▸ TO BE DONE: Your task is to repeat, word for word, the line containing "Locate the lawn;" and all lines that follow it to the end of the material, and no other lines.

▸ RAW DATA:
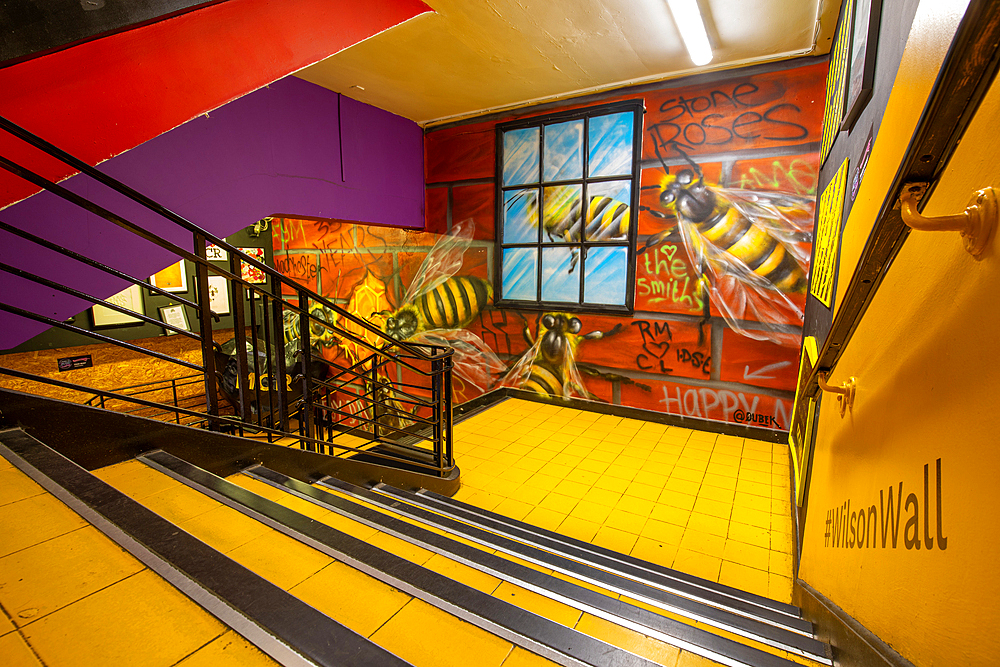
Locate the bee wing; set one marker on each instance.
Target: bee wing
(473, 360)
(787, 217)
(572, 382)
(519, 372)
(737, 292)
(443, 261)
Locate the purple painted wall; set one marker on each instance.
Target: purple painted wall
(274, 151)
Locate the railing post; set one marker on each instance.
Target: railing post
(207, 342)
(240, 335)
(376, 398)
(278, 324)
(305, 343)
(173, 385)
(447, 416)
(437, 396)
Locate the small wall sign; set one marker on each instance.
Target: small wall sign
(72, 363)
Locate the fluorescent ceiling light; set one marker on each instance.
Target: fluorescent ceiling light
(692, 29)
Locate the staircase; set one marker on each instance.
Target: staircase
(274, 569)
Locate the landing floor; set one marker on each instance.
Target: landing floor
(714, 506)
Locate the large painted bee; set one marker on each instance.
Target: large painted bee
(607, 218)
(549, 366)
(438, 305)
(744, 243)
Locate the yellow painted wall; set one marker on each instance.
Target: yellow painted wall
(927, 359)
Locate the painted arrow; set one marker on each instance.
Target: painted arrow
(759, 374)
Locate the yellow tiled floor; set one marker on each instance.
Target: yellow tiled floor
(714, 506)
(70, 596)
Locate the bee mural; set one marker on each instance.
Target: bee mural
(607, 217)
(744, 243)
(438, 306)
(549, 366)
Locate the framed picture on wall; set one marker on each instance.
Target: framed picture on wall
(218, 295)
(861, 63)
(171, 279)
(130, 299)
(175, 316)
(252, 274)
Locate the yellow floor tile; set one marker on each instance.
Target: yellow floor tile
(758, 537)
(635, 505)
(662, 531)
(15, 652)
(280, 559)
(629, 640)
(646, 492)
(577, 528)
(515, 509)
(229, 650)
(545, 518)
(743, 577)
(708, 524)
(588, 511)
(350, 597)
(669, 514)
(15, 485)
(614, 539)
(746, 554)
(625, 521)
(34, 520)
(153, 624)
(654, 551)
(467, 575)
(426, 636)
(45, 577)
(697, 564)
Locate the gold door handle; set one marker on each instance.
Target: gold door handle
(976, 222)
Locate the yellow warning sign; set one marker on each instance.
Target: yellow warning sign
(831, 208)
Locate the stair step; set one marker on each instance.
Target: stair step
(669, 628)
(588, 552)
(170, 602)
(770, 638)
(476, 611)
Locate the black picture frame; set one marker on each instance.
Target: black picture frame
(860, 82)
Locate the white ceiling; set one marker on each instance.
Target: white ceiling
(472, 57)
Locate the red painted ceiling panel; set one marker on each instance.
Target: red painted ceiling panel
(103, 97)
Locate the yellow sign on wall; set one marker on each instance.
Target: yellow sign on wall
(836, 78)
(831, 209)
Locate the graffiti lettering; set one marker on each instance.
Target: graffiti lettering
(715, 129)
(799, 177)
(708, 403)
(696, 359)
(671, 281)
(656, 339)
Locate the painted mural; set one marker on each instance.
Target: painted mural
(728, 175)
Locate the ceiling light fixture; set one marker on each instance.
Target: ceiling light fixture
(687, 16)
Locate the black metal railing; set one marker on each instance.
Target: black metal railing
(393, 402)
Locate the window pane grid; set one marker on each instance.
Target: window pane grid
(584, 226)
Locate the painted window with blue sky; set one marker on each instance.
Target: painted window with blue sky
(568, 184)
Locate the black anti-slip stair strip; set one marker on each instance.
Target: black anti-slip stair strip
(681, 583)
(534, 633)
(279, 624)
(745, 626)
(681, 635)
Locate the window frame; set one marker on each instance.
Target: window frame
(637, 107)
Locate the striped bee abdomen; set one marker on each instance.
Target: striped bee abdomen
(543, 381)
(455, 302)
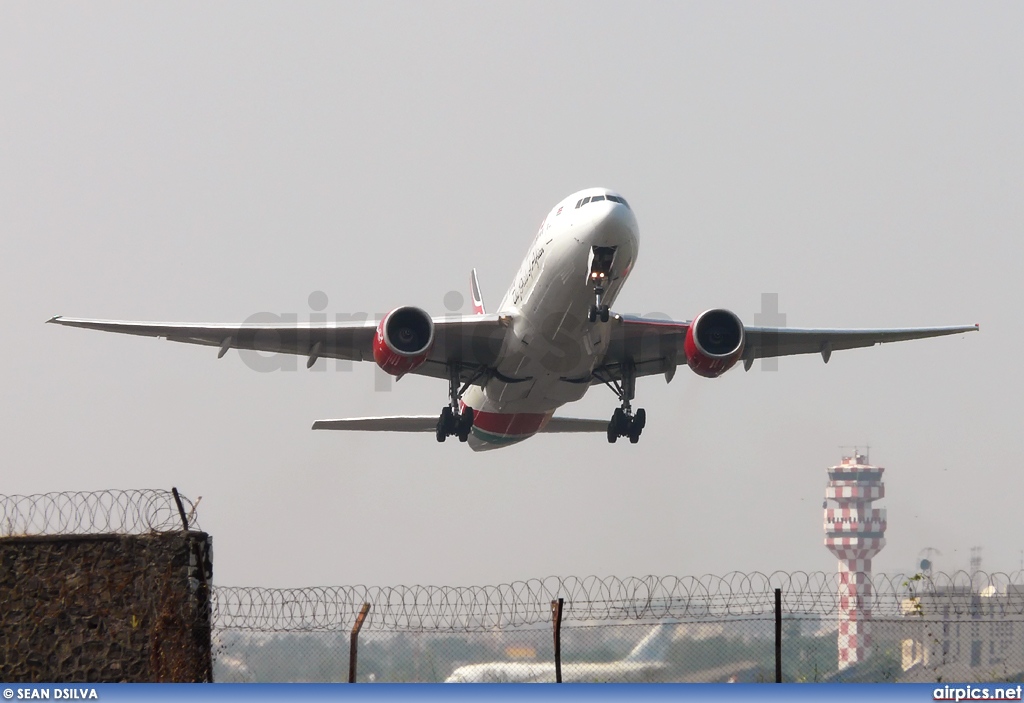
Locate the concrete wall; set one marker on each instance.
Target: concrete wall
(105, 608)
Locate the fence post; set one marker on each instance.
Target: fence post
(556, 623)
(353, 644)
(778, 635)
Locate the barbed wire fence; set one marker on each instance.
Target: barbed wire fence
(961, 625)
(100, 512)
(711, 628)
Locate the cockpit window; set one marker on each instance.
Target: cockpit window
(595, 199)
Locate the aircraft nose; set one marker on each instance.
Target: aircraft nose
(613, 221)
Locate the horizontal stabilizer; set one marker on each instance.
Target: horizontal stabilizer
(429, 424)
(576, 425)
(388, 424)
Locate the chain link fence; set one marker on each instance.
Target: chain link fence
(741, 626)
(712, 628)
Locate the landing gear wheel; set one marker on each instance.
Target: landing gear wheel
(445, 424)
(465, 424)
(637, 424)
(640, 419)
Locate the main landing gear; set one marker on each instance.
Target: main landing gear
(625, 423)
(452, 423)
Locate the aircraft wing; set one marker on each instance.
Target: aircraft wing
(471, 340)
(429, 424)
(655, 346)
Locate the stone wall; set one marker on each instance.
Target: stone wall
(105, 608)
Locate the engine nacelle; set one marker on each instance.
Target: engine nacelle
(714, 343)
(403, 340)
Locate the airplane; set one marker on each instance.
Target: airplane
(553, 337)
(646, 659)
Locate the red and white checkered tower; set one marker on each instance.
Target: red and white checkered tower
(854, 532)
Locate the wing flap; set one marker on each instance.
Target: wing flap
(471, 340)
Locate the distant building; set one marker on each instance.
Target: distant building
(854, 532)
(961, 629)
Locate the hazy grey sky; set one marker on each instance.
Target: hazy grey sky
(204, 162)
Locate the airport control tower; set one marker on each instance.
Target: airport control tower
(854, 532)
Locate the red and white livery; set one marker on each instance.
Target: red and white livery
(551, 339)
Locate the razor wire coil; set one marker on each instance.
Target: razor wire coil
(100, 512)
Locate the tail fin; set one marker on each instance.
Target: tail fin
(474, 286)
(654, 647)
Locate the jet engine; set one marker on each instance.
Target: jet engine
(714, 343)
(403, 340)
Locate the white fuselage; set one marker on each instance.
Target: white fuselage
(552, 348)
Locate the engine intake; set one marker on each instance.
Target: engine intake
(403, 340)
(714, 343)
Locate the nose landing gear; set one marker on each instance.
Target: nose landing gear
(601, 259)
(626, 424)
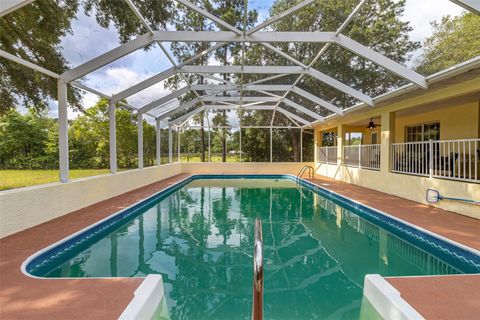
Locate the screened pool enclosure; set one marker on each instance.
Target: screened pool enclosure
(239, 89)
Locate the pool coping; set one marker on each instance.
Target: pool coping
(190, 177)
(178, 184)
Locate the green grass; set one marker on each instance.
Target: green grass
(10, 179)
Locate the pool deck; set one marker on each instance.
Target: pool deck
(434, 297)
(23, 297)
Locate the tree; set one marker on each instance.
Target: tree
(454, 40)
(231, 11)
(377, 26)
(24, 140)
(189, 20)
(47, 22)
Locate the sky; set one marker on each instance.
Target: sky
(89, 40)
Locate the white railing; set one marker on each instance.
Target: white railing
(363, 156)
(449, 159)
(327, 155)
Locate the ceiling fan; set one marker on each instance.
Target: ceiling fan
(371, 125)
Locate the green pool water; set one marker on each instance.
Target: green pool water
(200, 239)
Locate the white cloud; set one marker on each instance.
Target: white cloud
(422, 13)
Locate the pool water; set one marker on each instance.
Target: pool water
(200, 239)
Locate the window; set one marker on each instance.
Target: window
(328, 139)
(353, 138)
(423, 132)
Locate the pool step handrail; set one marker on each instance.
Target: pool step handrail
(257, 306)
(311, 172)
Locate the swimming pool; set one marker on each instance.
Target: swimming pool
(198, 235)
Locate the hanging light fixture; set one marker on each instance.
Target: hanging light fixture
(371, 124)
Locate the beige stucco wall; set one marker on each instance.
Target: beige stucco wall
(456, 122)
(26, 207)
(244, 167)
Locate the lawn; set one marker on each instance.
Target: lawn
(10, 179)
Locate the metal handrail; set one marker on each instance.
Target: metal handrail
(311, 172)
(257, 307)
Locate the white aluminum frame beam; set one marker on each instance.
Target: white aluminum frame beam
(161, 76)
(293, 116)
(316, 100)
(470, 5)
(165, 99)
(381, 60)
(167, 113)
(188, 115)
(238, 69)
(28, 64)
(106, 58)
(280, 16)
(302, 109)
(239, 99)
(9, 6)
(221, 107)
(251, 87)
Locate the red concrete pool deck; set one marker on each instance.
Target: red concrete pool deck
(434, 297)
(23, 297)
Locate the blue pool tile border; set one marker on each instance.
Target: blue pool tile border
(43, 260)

▸ RESPONSE:
Locate the lawn; set one marker on each instance.
Target: lawn
(10, 179)
Locate the metal handrail; set one marker on each instance.
Target: metal handrail
(311, 172)
(257, 307)
Locate the white aluminum frame beam; set one marker on each instance.
Target: white aluminum frame beam
(161, 76)
(293, 116)
(316, 100)
(470, 5)
(165, 99)
(381, 60)
(167, 113)
(188, 115)
(238, 69)
(28, 64)
(106, 58)
(280, 16)
(302, 109)
(239, 99)
(9, 6)
(221, 107)
(251, 87)
Locate the red concrete pool deck; set one marker on each instance.
Target: red concrete pool deck
(434, 297)
(23, 297)
Locate the blue pool tile border; set one marker on each instance.
Target: blue pool tile border
(43, 260)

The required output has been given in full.